**Problem description**
Rewrite every line from the one containing "Final review — confirm that every silver" through the end of the lines, requests included. Multiply each box coordinate in the answers by 0.8 and round it to a whole number, rounding halves up, and leave the requests and their sample box unchanged.

[Stored dataset items]
——————————

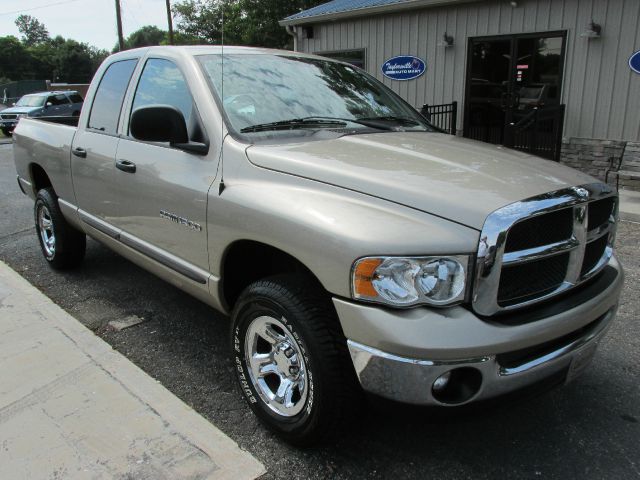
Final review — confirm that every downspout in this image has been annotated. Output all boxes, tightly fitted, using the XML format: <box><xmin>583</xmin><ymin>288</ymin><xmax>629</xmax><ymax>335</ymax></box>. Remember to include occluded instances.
<box><xmin>284</xmin><ymin>25</ymin><xmax>298</xmax><ymax>52</ymax></box>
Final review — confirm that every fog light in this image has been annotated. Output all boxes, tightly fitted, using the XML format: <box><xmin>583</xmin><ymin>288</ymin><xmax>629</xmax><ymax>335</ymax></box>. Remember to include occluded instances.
<box><xmin>433</xmin><ymin>372</ymin><xmax>451</xmax><ymax>392</ymax></box>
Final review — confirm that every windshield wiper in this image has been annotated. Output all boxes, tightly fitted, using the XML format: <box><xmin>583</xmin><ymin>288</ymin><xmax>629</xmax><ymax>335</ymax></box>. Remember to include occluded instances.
<box><xmin>240</xmin><ymin>117</ymin><xmax>347</xmax><ymax>133</ymax></box>
<box><xmin>358</xmin><ymin>115</ymin><xmax>420</xmax><ymax>125</ymax></box>
<box><xmin>240</xmin><ymin>116</ymin><xmax>404</xmax><ymax>133</ymax></box>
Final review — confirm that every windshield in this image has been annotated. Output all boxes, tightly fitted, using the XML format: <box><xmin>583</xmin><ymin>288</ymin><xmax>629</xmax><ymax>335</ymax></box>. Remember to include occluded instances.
<box><xmin>16</xmin><ymin>95</ymin><xmax>47</xmax><ymax>107</ymax></box>
<box><xmin>199</xmin><ymin>54</ymin><xmax>432</xmax><ymax>135</ymax></box>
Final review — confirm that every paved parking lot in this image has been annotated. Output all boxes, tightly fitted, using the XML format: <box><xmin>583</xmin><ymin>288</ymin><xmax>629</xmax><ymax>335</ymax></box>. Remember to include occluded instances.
<box><xmin>0</xmin><ymin>145</ymin><xmax>640</xmax><ymax>480</ymax></box>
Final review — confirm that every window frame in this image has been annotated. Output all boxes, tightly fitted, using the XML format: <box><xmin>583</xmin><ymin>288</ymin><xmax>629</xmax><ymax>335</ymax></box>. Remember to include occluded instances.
<box><xmin>313</xmin><ymin>48</ymin><xmax>367</xmax><ymax>71</ymax></box>
<box><xmin>84</xmin><ymin>57</ymin><xmax>140</xmax><ymax>137</ymax></box>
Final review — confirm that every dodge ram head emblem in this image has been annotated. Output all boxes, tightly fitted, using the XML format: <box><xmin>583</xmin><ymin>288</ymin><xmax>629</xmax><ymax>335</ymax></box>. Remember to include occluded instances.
<box><xmin>573</xmin><ymin>187</ymin><xmax>589</xmax><ymax>198</ymax></box>
<box><xmin>160</xmin><ymin>210</ymin><xmax>202</xmax><ymax>232</ymax></box>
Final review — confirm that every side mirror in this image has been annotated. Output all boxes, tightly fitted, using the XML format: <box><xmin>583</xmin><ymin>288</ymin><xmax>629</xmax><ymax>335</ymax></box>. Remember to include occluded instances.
<box><xmin>130</xmin><ymin>105</ymin><xmax>209</xmax><ymax>155</ymax></box>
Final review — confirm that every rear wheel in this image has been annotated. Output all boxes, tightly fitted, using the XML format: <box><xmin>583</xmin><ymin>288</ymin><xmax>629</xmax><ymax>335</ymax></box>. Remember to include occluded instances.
<box><xmin>232</xmin><ymin>275</ymin><xmax>361</xmax><ymax>445</ymax></box>
<box><xmin>34</xmin><ymin>188</ymin><xmax>86</xmax><ymax>269</ymax></box>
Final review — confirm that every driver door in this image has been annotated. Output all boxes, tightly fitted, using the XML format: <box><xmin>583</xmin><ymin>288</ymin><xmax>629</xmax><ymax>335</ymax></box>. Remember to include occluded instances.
<box><xmin>115</xmin><ymin>58</ymin><xmax>217</xmax><ymax>283</ymax></box>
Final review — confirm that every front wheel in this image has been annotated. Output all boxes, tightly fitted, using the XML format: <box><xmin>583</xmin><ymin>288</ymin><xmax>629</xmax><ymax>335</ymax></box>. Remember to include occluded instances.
<box><xmin>232</xmin><ymin>275</ymin><xmax>361</xmax><ymax>445</ymax></box>
<box><xmin>34</xmin><ymin>188</ymin><xmax>86</xmax><ymax>269</ymax></box>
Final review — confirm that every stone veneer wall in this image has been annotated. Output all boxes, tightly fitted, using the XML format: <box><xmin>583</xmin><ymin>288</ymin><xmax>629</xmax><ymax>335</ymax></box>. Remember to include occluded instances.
<box><xmin>560</xmin><ymin>138</ymin><xmax>640</xmax><ymax>191</ymax></box>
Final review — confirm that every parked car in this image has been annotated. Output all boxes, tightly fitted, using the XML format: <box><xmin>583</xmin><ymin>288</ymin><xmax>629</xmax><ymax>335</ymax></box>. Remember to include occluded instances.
<box><xmin>0</xmin><ymin>91</ymin><xmax>84</xmax><ymax>136</ymax></box>
<box><xmin>14</xmin><ymin>46</ymin><xmax>623</xmax><ymax>444</ymax></box>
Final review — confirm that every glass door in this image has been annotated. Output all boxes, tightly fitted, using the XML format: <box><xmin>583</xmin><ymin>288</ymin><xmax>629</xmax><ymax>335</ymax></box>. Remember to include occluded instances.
<box><xmin>464</xmin><ymin>32</ymin><xmax>565</xmax><ymax>144</ymax></box>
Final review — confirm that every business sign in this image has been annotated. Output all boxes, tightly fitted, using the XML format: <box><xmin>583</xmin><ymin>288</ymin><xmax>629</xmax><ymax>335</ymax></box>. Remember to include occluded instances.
<box><xmin>382</xmin><ymin>55</ymin><xmax>427</xmax><ymax>80</ymax></box>
<box><xmin>629</xmin><ymin>50</ymin><xmax>640</xmax><ymax>73</ymax></box>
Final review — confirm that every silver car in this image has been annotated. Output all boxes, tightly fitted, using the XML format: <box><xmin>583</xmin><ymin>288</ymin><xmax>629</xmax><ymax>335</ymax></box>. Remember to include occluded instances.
<box><xmin>0</xmin><ymin>91</ymin><xmax>84</xmax><ymax>136</ymax></box>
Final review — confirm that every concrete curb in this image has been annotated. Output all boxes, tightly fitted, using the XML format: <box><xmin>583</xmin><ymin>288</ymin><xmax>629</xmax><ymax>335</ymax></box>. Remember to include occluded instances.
<box><xmin>0</xmin><ymin>262</ymin><xmax>265</xmax><ymax>480</ymax></box>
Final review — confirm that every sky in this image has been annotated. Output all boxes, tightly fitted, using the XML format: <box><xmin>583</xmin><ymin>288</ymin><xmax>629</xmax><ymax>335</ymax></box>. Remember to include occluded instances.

——————————

**Finished exercise**
Final review — confirm that every silver car in this image has been annotated. Output all boxes, tightly fitted, using the XML format: <box><xmin>583</xmin><ymin>288</ymin><xmax>629</xmax><ymax>335</ymax></box>. Remember to include occluded instances.
<box><xmin>0</xmin><ymin>73</ymin><xmax>67</xmax><ymax>109</ymax></box>
Final review — confirm that every concrete curb in this image has been annotated. Output all boxes, tightly fitted, using the XML format: <box><xmin>583</xmin><ymin>288</ymin><xmax>629</xmax><ymax>335</ymax></box>. Remember to include occluded instances.
<box><xmin>0</xmin><ymin>210</ymin><xmax>212</xmax><ymax>384</ymax></box>
Final review — confirm that every sky in this image has been annotated. Output all boxes, tightly fitted, using the XML format: <box><xmin>583</xmin><ymin>288</ymin><xmax>629</xmax><ymax>335</ymax></box>. Remember to include occluded instances.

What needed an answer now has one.